*SUPPLIED INFORMATION*:
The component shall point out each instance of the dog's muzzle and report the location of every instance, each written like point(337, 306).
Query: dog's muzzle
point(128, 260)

==

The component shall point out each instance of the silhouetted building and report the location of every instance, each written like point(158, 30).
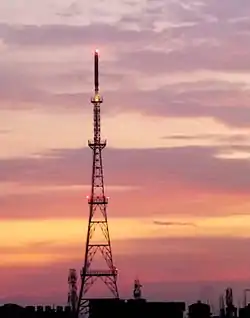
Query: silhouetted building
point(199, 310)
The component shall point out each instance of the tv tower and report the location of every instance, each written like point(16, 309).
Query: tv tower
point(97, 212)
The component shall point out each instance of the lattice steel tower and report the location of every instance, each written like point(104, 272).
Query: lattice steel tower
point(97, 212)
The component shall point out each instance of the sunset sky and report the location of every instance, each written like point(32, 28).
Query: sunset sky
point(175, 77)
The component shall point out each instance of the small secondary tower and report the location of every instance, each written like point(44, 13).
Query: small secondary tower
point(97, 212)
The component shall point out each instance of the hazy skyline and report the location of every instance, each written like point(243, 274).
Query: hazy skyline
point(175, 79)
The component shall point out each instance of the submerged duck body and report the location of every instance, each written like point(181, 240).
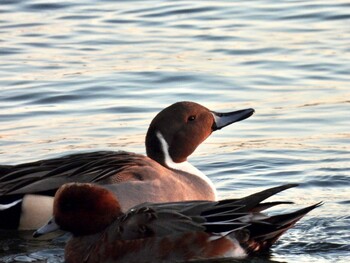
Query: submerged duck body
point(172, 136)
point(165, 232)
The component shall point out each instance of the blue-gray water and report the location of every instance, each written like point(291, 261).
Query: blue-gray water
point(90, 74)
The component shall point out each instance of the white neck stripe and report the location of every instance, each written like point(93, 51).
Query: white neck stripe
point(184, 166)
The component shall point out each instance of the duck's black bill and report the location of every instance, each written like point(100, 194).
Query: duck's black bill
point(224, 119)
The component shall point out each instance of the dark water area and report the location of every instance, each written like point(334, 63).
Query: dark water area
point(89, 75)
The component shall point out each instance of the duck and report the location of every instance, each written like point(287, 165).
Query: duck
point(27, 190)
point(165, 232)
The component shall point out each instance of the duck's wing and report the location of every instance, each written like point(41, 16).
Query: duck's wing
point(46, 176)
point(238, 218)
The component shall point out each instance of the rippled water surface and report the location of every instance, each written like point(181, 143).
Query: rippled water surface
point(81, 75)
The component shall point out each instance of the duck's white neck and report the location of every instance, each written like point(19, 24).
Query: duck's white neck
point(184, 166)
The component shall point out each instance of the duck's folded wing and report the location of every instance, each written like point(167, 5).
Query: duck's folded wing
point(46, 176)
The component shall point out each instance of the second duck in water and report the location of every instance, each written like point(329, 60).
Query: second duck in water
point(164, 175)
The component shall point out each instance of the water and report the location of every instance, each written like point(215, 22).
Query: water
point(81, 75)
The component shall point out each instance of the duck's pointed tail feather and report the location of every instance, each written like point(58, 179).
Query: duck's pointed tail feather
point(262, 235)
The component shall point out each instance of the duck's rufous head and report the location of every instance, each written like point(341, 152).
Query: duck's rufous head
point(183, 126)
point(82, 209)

--

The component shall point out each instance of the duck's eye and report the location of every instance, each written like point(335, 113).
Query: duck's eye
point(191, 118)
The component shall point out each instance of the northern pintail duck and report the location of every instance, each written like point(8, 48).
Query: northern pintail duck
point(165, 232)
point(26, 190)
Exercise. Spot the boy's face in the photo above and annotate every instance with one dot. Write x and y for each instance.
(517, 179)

*GOAL OF THE EXERCISE*: Print exactly the lines above, between the one holding "Query: dark water area" and the one holding "The component shall point out each instance of the second", inclusive, and nothing besides.

*SOLUTION FOR THIS TASK*:
Query: dark water area
point(89, 75)
The component shall point out each instance of the duck and report the location of every instance, each written like point(287, 165).
Query: duck
point(27, 190)
point(165, 232)
The component shall point out each instance of the duck's wing and report the location of every instance, each written like point(41, 16).
Query: duck's wing
point(46, 176)
point(238, 218)
The component shall point out each instance of the rippled water surface and report the location of every instance, each written like point(181, 143).
Query: rippled water surface
point(81, 75)
The component shall point out each instance of the duck's white neck and report the location of every instance, each written like point(19, 24).
Query: duck's white neck
point(184, 166)
The component shall point out each instance of the duck's folded wing and report the location of every instance, each written like point(167, 5).
Query: duck's folded wing
point(46, 176)
The component shall point out each instance of the second duck in water and report the location of every instance, each written like point(329, 60).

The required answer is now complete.